▶ **Your instructions**
Starting at the beginning of the rows and ending at the line that contains "xmin=605 ymin=0 xmax=870 ymax=24", give those lines as a numbered list, leaving out blank lines and any pictures.

[Dataset entries]
---
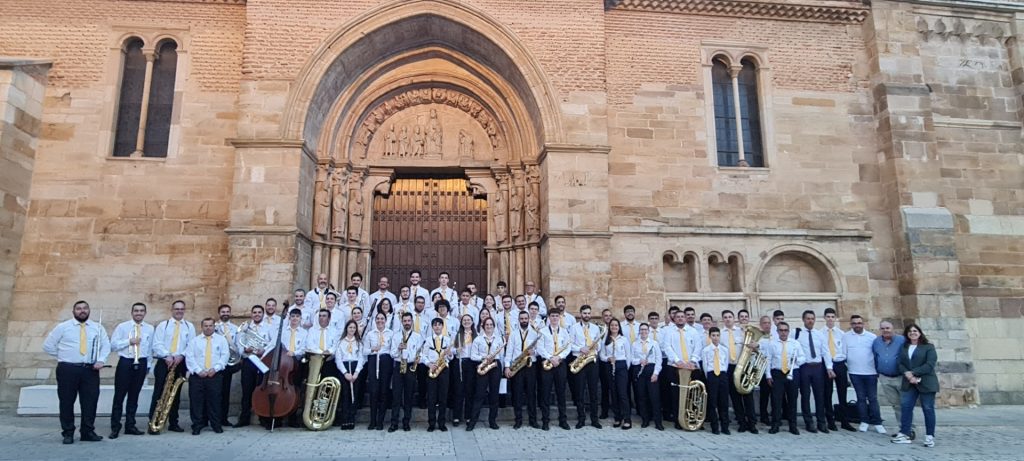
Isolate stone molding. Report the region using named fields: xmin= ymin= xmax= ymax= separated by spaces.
xmin=605 ymin=0 xmax=870 ymax=24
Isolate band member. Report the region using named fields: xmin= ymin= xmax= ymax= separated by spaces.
xmin=43 ymin=301 xmax=111 ymax=445
xmin=214 ymin=305 xmax=239 ymax=426
xmin=630 ymin=321 xmax=665 ymax=430
xmin=452 ymin=315 xmax=476 ymax=427
xmin=387 ymin=311 xmax=423 ymax=432
xmin=334 ymin=320 xmax=366 ymax=430
xmin=362 ymin=311 xmax=393 ymax=430
xmin=504 ymin=307 xmax=541 ymax=429
xmin=420 ymin=319 xmax=453 ymax=432
xmin=409 ymin=270 xmax=430 ymax=302
xmin=569 ymin=304 xmax=598 ymax=429
xmin=818 ymin=307 xmax=853 ymax=430
xmin=796 ymin=310 xmax=836 ymax=433
xmin=662 ymin=311 xmax=701 ymax=429
xmin=150 ymin=299 xmax=196 ymax=432
xmin=111 ymin=302 xmax=154 ymax=439
xmin=763 ymin=322 xmax=804 ymax=435
xmin=185 ymin=315 xmax=231 ymax=435
xmin=234 ymin=305 xmax=270 ymax=430
xmin=466 ymin=318 xmax=505 ymax=430
xmin=700 ymin=327 xmax=731 ymax=435
xmin=598 ymin=319 xmax=633 ymax=429
xmin=538 ymin=309 xmax=572 ymax=430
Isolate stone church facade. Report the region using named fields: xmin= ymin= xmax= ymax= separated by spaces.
xmin=0 ymin=0 xmax=1024 ymax=405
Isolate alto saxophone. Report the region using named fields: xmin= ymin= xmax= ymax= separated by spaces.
xmin=150 ymin=364 xmax=185 ymax=434
xmin=302 ymin=352 xmax=341 ymax=430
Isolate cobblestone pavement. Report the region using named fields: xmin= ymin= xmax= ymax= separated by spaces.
xmin=0 ymin=407 xmax=1024 ymax=461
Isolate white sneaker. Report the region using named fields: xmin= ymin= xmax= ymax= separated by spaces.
xmin=892 ymin=433 xmax=910 ymax=444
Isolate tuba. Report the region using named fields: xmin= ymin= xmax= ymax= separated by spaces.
xmin=732 ymin=325 xmax=768 ymax=394
xmin=673 ymin=370 xmax=708 ymax=432
xmin=150 ymin=364 xmax=185 ymax=434
xmin=302 ymin=352 xmax=341 ymax=430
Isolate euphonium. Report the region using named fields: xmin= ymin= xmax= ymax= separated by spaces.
xmin=150 ymin=364 xmax=185 ymax=433
xmin=302 ymin=352 xmax=341 ymax=430
xmin=732 ymin=325 xmax=768 ymax=394
xmin=673 ymin=370 xmax=708 ymax=432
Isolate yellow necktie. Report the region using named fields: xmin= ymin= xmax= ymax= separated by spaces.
xmin=203 ymin=336 xmax=213 ymax=370
xmin=782 ymin=342 xmax=790 ymax=374
xmin=729 ymin=328 xmax=736 ymax=362
xmin=78 ymin=324 xmax=88 ymax=355
xmin=171 ymin=321 xmax=181 ymax=355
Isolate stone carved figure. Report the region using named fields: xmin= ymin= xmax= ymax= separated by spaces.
xmin=313 ymin=165 xmax=331 ymax=239
xmin=427 ymin=109 xmax=444 ymax=156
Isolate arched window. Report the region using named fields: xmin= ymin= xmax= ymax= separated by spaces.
xmin=711 ymin=57 xmax=765 ymax=167
xmin=113 ymin=38 xmax=178 ymax=157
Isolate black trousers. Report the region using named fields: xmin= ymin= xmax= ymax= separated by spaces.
xmin=799 ymin=363 xmax=830 ymax=425
xmin=188 ymin=373 xmax=223 ymax=430
xmin=427 ymin=367 xmax=452 ymax=426
xmin=572 ymin=363 xmax=604 ymax=423
xmin=338 ymin=361 xmax=360 ymax=426
xmin=705 ymin=371 xmax=730 ymax=429
xmin=150 ymin=359 xmax=185 ymax=426
xmin=220 ymin=363 xmax=242 ymax=424
xmin=601 ymin=361 xmax=632 ymax=422
xmin=391 ymin=362 xmax=419 ymax=426
xmin=451 ymin=359 xmax=477 ymax=420
xmin=771 ymin=370 xmax=799 ymax=428
xmin=509 ymin=363 xmax=540 ymax=424
xmin=367 ymin=353 xmax=394 ymax=425
xmin=630 ymin=364 xmax=662 ymax=424
xmin=824 ymin=361 xmax=850 ymax=424
xmin=57 ymin=362 xmax=100 ymax=435
xmin=239 ymin=359 xmax=263 ymax=424
xmin=470 ymin=364 xmax=502 ymax=423
xmin=541 ymin=361 xmax=583 ymax=424
xmin=111 ymin=357 xmax=150 ymax=431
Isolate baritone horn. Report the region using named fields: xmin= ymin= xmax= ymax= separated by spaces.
xmin=732 ymin=325 xmax=768 ymax=394
xmin=302 ymin=352 xmax=341 ymax=430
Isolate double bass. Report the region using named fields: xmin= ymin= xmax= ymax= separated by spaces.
xmin=253 ymin=302 xmax=299 ymax=431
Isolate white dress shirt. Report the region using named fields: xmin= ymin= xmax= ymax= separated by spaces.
xmin=111 ymin=320 xmax=154 ymax=360
xmin=843 ymin=330 xmax=879 ymax=376
xmin=43 ymin=319 xmax=111 ymax=364
xmin=185 ymin=333 xmax=230 ymax=373
xmin=153 ymin=319 xmax=196 ymax=359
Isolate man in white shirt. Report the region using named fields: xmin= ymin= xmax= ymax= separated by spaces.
xmin=818 ymin=307 xmax=855 ymax=431
xmin=185 ymin=317 xmax=230 ymax=435
xmin=43 ymin=301 xmax=111 ymax=445
xmin=150 ymin=299 xmax=196 ymax=432
xmin=796 ymin=309 xmax=836 ymax=433
xmin=111 ymin=302 xmax=154 ymax=438
xmin=843 ymin=315 xmax=886 ymax=433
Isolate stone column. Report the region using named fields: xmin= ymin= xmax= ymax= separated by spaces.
xmin=539 ymin=144 xmax=611 ymax=311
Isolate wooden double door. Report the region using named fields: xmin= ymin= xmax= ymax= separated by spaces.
xmin=367 ymin=177 xmax=487 ymax=290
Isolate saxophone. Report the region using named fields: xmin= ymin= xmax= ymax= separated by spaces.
xmin=732 ymin=325 xmax=768 ymax=394
xmin=569 ymin=325 xmax=615 ymax=375
xmin=302 ymin=352 xmax=341 ymax=430
xmin=150 ymin=361 xmax=185 ymax=434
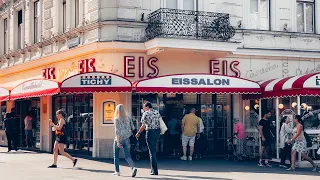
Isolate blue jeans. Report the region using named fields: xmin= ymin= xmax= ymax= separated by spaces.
xmin=146 ymin=129 xmax=160 ymax=174
xmin=113 ymin=138 xmax=134 ymax=172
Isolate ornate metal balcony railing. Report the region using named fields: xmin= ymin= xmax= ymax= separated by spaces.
xmin=146 ymin=9 xmax=235 ymax=41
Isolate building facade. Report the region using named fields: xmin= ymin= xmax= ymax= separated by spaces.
xmin=0 ymin=0 xmax=320 ymax=157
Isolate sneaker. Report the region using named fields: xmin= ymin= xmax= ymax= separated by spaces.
xmin=279 ymin=164 xmax=288 ymax=169
xmin=131 ymin=168 xmax=137 ymax=177
xmin=258 ymin=162 xmax=265 ymax=167
xmin=265 ymin=163 xmax=272 ymax=167
xmin=180 ymin=156 xmax=187 ymax=161
xmin=48 ymin=164 xmax=58 ymax=168
xmin=73 ymin=159 xmax=78 ymax=167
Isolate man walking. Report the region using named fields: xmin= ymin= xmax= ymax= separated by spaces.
xmin=181 ymin=108 xmax=200 ymax=161
xmin=258 ymin=110 xmax=272 ymax=167
xmin=136 ymin=102 xmax=161 ymax=175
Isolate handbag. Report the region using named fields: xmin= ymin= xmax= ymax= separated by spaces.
xmin=159 ymin=117 xmax=168 ymax=135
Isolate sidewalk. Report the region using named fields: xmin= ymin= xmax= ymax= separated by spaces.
xmin=0 ymin=147 xmax=320 ymax=180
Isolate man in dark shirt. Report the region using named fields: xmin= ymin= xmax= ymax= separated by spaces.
xmin=258 ymin=110 xmax=272 ymax=167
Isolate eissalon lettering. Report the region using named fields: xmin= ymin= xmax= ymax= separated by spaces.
xmin=172 ymin=78 xmax=230 ymax=86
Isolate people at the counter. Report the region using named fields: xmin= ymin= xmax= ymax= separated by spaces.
xmin=287 ymin=115 xmax=317 ymax=171
xmin=258 ymin=110 xmax=272 ymax=167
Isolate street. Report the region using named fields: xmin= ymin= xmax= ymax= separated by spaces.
xmin=0 ymin=147 xmax=320 ymax=180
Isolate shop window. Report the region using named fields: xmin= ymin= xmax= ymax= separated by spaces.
xmin=297 ymin=0 xmax=314 ymax=33
xmin=33 ymin=1 xmax=41 ymax=43
xmin=248 ymin=0 xmax=269 ymax=30
xmin=301 ymin=96 xmax=320 ymax=129
xmin=3 ymin=18 xmax=8 ymax=54
xmin=164 ymin=0 xmax=197 ymax=11
xmin=18 ymin=10 xmax=23 ymax=49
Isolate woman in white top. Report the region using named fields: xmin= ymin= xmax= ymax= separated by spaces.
xmin=279 ymin=116 xmax=292 ymax=168
xmin=287 ymin=115 xmax=317 ymax=171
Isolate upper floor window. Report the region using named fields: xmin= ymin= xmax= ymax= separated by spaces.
xmin=248 ymin=0 xmax=269 ymax=30
xmin=3 ymin=18 xmax=8 ymax=54
xmin=18 ymin=10 xmax=23 ymax=49
xmin=297 ymin=0 xmax=314 ymax=33
xmin=164 ymin=0 xmax=197 ymax=11
xmin=62 ymin=0 xmax=67 ymax=33
xmin=74 ymin=0 xmax=80 ymax=28
xmin=33 ymin=1 xmax=40 ymax=43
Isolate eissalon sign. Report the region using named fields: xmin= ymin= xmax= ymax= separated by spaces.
xmin=171 ymin=78 xmax=230 ymax=86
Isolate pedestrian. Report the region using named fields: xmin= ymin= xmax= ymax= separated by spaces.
xmin=136 ymin=102 xmax=161 ymax=175
xmin=3 ymin=112 xmax=18 ymax=152
xmin=24 ymin=112 xmax=33 ymax=148
xmin=279 ymin=116 xmax=292 ymax=168
xmin=168 ymin=114 xmax=181 ymax=156
xmin=258 ymin=110 xmax=272 ymax=167
xmin=181 ymin=108 xmax=200 ymax=161
xmin=194 ymin=117 xmax=207 ymax=159
xmin=233 ymin=118 xmax=247 ymax=160
xmin=113 ymin=104 xmax=137 ymax=177
xmin=48 ymin=110 xmax=78 ymax=168
xmin=287 ymin=115 xmax=317 ymax=172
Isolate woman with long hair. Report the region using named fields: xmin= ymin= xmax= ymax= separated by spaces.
xmin=287 ymin=115 xmax=317 ymax=172
xmin=48 ymin=110 xmax=78 ymax=168
xmin=279 ymin=116 xmax=292 ymax=168
xmin=113 ymin=104 xmax=137 ymax=177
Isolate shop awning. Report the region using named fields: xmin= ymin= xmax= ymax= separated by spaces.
xmin=60 ymin=72 xmax=132 ymax=93
xmin=261 ymin=73 xmax=320 ymax=98
xmin=134 ymin=74 xmax=261 ymax=94
xmin=0 ymin=87 xmax=10 ymax=102
xmin=10 ymin=79 xmax=59 ymax=100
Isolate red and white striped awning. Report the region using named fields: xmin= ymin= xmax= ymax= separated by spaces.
xmin=10 ymin=79 xmax=59 ymax=100
xmin=258 ymin=73 xmax=320 ymax=98
xmin=134 ymin=74 xmax=261 ymax=94
xmin=60 ymin=72 xmax=132 ymax=93
xmin=0 ymin=87 xmax=10 ymax=102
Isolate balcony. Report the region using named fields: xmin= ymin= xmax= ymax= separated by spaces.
xmin=146 ymin=9 xmax=235 ymax=42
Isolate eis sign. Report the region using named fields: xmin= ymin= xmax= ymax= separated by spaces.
xmin=124 ymin=56 xmax=241 ymax=78
xmin=80 ymin=76 xmax=112 ymax=86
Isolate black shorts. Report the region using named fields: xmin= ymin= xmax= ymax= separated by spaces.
xmin=56 ymin=136 xmax=67 ymax=144
xmin=261 ymin=138 xmax=271 ymax=147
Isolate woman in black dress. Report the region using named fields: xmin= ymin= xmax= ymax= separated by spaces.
xmin=48 ymin=110 xmax=78 ymax=168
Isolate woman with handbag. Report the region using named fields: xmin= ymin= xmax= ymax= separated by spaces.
xmin=287 ymin=115 xmax=317 ymax=172
xmin=113 ymin=104 xmax=137 ymax=177
xmin=279 ymin=116 xmax=292 ymax=168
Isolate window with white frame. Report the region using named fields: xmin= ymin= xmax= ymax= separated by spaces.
xmin=3 ymin=18 xmax=8 ymax=54
xmin=62 ymin=0 xmax=67 ymax=33
xmin=33 ymin=1 xmax=41 ymax=43
xmin=74 ymin=0 xmax=80 ymax=28
xmin=297 ymin=0 xmax=314 ymax=33
xmin=248 ymin=0 xmax=269 ymax=30
xmin=164 ymin=0 xmax=197 ymax=11
xmin=18 ymin=10 xmax=23 ymax=49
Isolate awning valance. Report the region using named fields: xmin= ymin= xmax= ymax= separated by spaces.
xmin=134 ymin=74 xmax=261 ymax=94
xmin=259 ymin=73 xmax=320 ymax=98
xmin=60 ymin=72 xmax=132 ymax=93
xmin=10 ymin=79 xmax=59 ymax=100
xmin=0 ymin=87 xmax=10 ymax=102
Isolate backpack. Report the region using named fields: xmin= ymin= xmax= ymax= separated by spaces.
xmin=304 ymin=132 xmax=312 ymax=147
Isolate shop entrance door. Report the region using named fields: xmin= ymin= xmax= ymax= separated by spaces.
xmin=15 ymin=98 xmax=40 ymax=149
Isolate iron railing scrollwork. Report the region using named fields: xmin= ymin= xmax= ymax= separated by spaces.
xmin=146 ymin=9 xmax=235 ymax=41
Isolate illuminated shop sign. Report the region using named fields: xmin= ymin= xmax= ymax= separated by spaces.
xmin=172 ymin=78 xmax=230 ymax=86
xmin=80 ymin=76 xmax=112 ymax=86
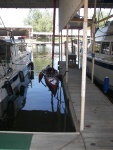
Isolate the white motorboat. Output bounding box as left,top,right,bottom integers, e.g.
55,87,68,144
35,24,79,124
0,29,34,120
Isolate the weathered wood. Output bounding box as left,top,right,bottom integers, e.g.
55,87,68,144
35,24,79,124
60,62,113,150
---
▶ **Full solution**
1. Isolate stone molding. Report the region using named fields: xmin= ymin= xmax= ymax= separated by spaces.
2. xmin=605 ymin=0 xmax=870 ymax=24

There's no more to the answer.